RAW DATA:
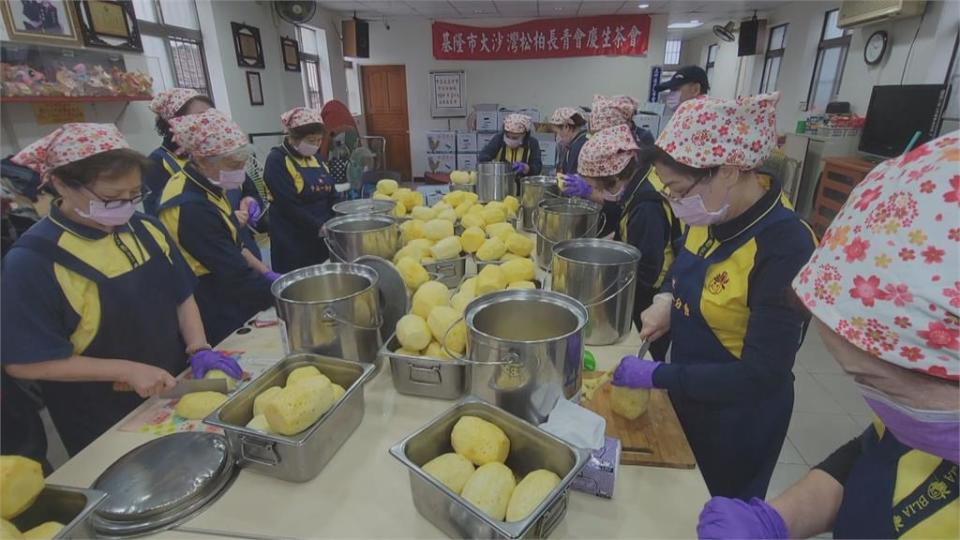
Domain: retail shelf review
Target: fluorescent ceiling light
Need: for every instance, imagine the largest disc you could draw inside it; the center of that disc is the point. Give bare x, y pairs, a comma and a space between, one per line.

---

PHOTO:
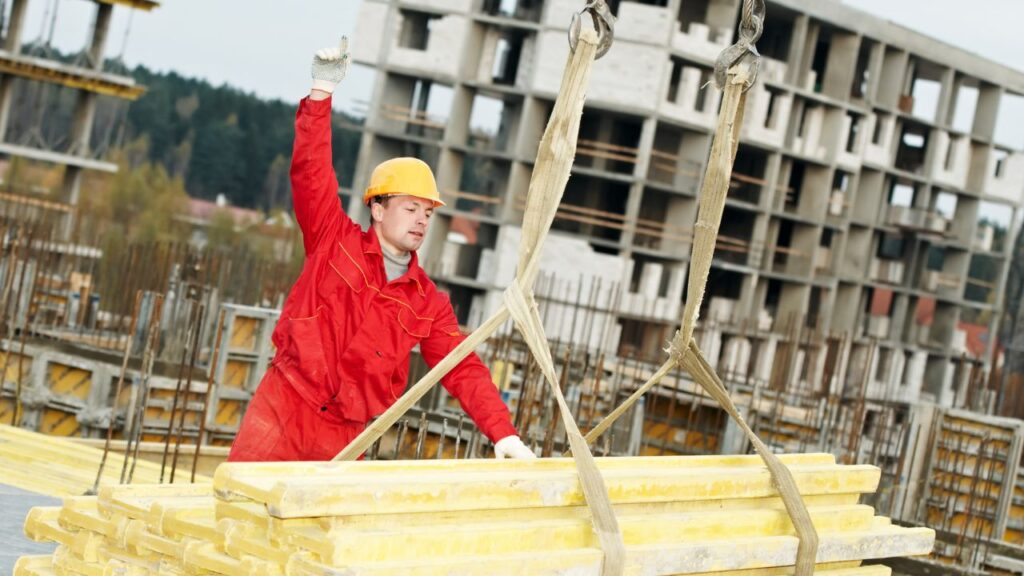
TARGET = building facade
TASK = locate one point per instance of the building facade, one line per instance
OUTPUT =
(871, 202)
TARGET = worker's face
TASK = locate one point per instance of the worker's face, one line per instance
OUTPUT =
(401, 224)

WORK REQUIRED: Using the data above, return every line that contains the string "instance".

RESULT FOR THIS EXERCISE:
Need: for every instance, imagine the largest disc you could draw inside it; the center of that disc is the point. Give bare x, y pairs, a comma and a space between, one per line.
TASK = locate one point per instance of the building facade, one line per instance
TASK = locate one point per instance of the worker's face, one line per instance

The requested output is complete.